• PASSAGE SHOWN:
————
Banking and Civil Asset Forfeiture: Still Unresolved

For adult-use retailers, the banking environment after the April 22 order remains unchanged. Recreational cannabis remains on Schedule I. Bank Secrecy Act obligations — KYC, AML, SAR filing — continue to apply to any financial institution serving cannabis clients. The FDIC insurance, FedWire access, and charter risks that have kept most mainstream financial institutions out of cannabis banking are not eliminated by Schedule III treatment of medical cannabis alone.

The civil asset forfeiture exposure for adult-use operators is similarly unchanged. Federal law authorizes the forfeiture of property used in the manufacture, distribution, or sale of Schedule I controlled substances, and for adult-use licensees, that authorization remains fully intact. Lenders who hold a UCC-1 security interest recorded under California Commercial Code Section 9610 have established creditor priority within the state court system — but that position offers no tangible protection against a federal forfeiture action targeting the same collateral. The “innocent owner” defense under the Civil Asset Forfeiture Reform Act exists as a potential avenue of relief, but asserting it requires expensive, slow, and uncertain litigation. And, it places the burden of proof on the “innocent owner” to prove a negative. In practice, most lenders in this position lack the appetite for that fight, and most borrowers lack the resources to fund it.

Hopefully, the banking picture will improve as the broader rescheduling process advances and federal banking regulators issue updated guidance. Yet sadly, that guidance has not arrived.

 

What the April 22 Order Actually Accomplishes

Precision matters here because the market has created significant confusion about the scope of the order.  To be clear, recreational cannabis, unlicensed cannabis, and synthetically derived THC products remain on Schedule I.

The April 22 order places two categories of cannabis into Schedule III: FDA-approved cannabis drug products, principally Epidiolex, the first FDA-approved prescription medication derived from the cannabis plant, indicated for the treatment of seizures associated with Lennox-Gastaut syndrome, Dravet syndrome, and tuberous sclerosis complex in patients one year of age and older, and marijuana products subject to a qualifying state-issued medical marijuana license.

What the order accomplishes for qualifying medical operators is meaningful: it eliminates §280E exposure on a going-forward basis, it opens the door to expanded banking relationships, and it reduces civil asset forfeiture risk. For research institutions, it meaningfully eases the regulatory burden on clinical studies.

What it does not do is equally important. It does not open federal bankruptcy courts to cannabis businesses. It does not resolve the FDA’s prohibition on cannabinoids in food and beverages — a live issue for any California retailer selling edibles, beverages, or infused products. It does not reduce California’s excise tax, local cannabis taxes, or compliance cost burden. It does not address the personal liability exposure under Revenue and Taxation Code Section 34015.2. It does not accelerate license transfer approvals. And it does nothing to level the competitive playing field between licensed retailers and the unlicensed market.

 

The Path Forward, Stated Plainly

The §280E reform embedded in rescheduling is the most consequential positive development for cannabis businesses since California legalized adult use in 2016. For the medical cannabis sector, it is transformative. For adult-use operators, it remains a promise to be kept, pending the June 29 hearing and the subsequent rulemaking process.

But rescheduling, even in its most complete form, addresses only the federal dimension of a problem that is substantially a California problem. The state tax stack, the licensing fragmentation, the enforcement gap that sustains the illegal market, and the personal liability exposure for responsible persons under Revenue and Taxation Code Section 34015.2. These are California-made conditions, and they require California-made solutions.

For the California cannabis retailer navigating the CDTFA, the local licensing authority, the Department of Cannabis Control, and a price-cutting unlicensed competitor down the street, the finish line remains further away than the headlines suggest.
————
• TO DO:
1. Answer these from the passage on cannabis rescheduling:
(a) On which schedule does recreational cannabis remain?
(b) Which drug is named as the principal FDA-approved cannabis drug product moved to Schedule III?
(c) On what date is the hearing pending for adult-use operators?
2. According to the passage on cannabis rescheduling, why does the "innocent owner" defense offer lenders little practical relief against federal forfeiture? Answer in one to three sentences.
3. List everything the passage on cannabis rescheduling says the April 22 order does not do.
The records that follow have no connection to the passage on cannabis rescheduling.
————
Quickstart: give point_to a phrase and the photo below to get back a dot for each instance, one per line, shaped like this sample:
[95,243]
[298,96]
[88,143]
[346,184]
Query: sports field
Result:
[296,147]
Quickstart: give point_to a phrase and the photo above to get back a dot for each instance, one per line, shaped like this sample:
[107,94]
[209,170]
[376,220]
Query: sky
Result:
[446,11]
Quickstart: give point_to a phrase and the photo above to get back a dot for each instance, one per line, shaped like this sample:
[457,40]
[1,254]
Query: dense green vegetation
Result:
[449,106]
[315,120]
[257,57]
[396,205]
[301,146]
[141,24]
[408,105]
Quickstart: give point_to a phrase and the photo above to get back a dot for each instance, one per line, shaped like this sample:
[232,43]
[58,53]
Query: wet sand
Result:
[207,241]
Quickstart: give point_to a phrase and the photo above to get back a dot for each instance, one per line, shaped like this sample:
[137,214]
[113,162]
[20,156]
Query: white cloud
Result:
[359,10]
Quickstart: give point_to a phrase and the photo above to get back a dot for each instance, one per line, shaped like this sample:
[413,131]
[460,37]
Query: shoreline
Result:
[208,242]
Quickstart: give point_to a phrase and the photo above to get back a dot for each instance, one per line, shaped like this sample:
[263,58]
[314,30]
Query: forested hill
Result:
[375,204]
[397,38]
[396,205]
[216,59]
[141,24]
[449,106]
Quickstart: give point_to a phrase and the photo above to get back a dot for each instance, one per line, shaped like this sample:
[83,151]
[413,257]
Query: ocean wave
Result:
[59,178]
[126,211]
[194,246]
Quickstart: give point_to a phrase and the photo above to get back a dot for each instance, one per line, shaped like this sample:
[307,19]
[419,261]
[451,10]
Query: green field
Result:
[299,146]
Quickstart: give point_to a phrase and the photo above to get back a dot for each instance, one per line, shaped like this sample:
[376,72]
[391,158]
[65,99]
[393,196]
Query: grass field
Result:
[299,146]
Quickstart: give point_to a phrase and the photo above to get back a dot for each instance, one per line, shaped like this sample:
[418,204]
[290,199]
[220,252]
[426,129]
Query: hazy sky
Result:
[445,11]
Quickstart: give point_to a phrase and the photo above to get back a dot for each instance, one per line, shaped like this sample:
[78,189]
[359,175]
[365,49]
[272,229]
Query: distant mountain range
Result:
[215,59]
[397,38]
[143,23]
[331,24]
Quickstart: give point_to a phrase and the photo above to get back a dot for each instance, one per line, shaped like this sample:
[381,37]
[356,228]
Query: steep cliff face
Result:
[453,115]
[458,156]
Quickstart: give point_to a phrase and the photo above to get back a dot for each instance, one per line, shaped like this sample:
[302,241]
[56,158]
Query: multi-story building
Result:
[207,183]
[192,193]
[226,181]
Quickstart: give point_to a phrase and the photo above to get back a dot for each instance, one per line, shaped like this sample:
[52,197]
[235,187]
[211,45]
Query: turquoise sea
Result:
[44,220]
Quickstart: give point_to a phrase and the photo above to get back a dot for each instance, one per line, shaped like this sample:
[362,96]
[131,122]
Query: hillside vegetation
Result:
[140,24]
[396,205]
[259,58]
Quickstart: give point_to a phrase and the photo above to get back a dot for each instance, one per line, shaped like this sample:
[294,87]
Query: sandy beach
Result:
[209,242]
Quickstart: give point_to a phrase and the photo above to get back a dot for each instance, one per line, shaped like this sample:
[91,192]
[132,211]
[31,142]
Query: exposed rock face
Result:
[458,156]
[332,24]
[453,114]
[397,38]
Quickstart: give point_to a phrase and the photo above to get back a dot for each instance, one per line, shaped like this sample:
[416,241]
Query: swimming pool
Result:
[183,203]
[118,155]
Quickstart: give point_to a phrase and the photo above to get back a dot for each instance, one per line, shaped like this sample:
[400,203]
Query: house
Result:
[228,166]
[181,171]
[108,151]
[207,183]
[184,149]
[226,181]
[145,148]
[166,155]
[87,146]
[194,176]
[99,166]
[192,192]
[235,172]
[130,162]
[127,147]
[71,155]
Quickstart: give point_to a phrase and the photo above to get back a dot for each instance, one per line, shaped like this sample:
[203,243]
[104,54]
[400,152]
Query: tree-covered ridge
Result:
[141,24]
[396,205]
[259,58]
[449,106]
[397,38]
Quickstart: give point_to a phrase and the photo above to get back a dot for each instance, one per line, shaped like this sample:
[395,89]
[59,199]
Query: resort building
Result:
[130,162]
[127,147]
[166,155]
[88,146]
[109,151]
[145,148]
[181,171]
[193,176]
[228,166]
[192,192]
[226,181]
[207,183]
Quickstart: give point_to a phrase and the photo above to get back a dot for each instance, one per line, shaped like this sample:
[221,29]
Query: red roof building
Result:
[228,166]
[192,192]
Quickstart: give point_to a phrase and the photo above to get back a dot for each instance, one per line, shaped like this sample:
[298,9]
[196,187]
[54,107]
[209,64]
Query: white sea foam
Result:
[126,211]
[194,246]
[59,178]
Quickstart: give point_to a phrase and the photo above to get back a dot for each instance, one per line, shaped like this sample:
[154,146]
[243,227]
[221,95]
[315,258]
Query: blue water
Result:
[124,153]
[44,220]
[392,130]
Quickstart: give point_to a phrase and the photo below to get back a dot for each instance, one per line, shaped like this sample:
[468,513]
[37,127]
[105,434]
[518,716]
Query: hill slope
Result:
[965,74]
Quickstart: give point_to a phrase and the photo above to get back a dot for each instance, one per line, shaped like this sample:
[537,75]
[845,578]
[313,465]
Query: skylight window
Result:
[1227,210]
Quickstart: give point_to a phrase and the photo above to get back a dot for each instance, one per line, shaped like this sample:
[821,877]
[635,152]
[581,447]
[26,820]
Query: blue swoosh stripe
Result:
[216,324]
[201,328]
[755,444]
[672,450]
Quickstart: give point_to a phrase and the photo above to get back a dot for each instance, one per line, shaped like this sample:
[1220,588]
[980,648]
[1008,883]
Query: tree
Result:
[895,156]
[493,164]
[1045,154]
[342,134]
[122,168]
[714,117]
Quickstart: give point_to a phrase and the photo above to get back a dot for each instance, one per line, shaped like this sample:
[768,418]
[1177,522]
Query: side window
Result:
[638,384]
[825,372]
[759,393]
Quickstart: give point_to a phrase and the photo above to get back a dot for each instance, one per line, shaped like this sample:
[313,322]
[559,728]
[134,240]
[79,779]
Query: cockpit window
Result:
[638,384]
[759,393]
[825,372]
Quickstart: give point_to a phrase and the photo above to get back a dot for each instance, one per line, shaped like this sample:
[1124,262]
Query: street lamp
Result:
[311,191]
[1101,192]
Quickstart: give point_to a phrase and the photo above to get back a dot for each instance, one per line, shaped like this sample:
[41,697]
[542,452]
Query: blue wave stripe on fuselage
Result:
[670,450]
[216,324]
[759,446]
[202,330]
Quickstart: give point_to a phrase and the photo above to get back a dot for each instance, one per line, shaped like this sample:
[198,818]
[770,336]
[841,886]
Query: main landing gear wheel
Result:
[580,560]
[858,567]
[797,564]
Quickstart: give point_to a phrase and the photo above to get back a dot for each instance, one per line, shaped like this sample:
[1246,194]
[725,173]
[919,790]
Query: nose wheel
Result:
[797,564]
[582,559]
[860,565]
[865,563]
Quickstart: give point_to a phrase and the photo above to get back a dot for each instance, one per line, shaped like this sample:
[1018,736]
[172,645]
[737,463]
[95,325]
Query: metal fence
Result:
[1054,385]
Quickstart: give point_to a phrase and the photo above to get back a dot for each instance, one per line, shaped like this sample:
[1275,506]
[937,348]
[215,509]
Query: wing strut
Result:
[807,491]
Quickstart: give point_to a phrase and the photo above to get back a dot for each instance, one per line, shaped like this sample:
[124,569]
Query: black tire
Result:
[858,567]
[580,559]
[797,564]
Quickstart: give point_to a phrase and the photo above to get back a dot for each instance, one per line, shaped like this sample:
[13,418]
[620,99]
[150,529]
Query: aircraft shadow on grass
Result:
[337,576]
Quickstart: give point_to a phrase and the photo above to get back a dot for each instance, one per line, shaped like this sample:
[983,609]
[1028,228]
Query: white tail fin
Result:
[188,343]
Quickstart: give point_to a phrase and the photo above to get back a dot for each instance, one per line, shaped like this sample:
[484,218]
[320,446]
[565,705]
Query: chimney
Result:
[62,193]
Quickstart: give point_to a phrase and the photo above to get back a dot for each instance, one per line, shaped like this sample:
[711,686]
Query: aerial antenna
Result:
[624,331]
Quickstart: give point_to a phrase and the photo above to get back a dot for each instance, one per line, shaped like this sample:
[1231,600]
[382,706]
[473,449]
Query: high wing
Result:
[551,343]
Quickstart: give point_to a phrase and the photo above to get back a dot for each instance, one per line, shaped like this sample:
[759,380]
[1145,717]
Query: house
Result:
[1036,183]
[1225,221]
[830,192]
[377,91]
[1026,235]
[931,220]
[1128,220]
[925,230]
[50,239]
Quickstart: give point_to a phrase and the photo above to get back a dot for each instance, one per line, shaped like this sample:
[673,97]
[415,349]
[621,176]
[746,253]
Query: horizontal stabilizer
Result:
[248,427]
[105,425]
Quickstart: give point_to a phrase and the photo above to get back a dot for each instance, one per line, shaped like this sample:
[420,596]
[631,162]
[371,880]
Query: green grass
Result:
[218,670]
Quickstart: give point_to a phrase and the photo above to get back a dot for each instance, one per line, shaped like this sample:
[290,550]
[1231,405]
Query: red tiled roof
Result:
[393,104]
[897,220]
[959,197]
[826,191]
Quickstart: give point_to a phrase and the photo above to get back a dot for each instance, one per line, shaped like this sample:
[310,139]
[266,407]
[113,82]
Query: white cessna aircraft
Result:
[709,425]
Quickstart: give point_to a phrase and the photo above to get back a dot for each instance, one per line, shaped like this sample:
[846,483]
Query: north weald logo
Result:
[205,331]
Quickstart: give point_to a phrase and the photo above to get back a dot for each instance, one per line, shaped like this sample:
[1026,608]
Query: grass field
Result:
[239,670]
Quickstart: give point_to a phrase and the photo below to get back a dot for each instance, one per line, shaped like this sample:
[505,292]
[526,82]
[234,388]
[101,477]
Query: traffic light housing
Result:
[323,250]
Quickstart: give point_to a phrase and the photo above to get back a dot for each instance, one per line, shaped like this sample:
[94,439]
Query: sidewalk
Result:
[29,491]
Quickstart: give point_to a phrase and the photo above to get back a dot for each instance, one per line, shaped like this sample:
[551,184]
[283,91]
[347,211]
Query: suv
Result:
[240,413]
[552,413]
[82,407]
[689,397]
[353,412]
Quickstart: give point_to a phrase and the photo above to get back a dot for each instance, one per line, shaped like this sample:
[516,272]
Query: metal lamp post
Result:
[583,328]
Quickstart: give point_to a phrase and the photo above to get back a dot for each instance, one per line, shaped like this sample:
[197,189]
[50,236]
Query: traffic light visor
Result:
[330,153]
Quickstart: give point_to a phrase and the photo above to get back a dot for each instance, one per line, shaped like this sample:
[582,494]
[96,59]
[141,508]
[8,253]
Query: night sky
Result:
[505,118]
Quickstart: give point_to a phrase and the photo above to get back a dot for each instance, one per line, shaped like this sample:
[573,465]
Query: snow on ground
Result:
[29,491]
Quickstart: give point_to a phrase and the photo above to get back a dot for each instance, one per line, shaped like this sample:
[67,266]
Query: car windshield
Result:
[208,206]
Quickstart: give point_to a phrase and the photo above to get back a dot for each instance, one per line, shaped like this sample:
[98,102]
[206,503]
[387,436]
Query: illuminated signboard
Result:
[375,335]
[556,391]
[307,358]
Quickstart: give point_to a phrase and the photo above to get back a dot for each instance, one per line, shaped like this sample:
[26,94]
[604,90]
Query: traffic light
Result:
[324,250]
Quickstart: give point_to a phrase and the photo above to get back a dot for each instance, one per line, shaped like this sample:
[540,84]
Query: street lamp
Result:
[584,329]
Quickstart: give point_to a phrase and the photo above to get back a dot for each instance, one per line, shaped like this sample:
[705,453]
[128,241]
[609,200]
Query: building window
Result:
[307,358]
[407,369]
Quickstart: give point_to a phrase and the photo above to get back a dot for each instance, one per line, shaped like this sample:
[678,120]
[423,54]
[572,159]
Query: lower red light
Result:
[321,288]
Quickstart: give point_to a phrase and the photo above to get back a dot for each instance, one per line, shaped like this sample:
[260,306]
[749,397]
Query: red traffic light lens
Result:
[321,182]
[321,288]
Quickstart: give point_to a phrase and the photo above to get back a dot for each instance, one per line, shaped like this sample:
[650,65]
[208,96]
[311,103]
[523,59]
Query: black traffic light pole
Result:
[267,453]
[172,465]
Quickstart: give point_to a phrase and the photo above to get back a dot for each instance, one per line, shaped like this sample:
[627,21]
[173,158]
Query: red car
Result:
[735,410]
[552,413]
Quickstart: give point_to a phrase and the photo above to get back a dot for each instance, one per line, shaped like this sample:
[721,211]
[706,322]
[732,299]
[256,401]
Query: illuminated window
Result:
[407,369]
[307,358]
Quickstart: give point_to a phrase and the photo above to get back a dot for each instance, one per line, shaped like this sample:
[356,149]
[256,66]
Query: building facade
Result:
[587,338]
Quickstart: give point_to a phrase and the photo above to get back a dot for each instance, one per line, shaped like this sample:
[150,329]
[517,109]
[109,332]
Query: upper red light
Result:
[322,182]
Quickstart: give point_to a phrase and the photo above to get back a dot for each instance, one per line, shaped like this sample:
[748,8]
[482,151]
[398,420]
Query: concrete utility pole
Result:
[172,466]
————
• PER-TASK OUTPUTS:
1.
(a) Schedule I
(b) Epidiolex
(c) June 29

2. Asserting the defense requires expensive, slow, and uncertain litigation, and it puts the burden on the "innocent owner" to prove a negative. As a result, most lenders lack the appetite for that fight, and most borrowers lack the resources to fund it.

3.
- It does not open federal bankruptcy courts to cannabis businesses.
- It does not resolve the FDA's prohibition on cannabinoids in food and beverages.
- It does not reduce California's excise tax, local cannabis taxes, or compliance cost burden.
- It does not address the personal liability exposure under Revenue and Taxation Code Section 34015.2.
- It does not accelerate license transfer approvals.
- It does nothing to level the competitive playing field between licensed retailers and the unlicensed market.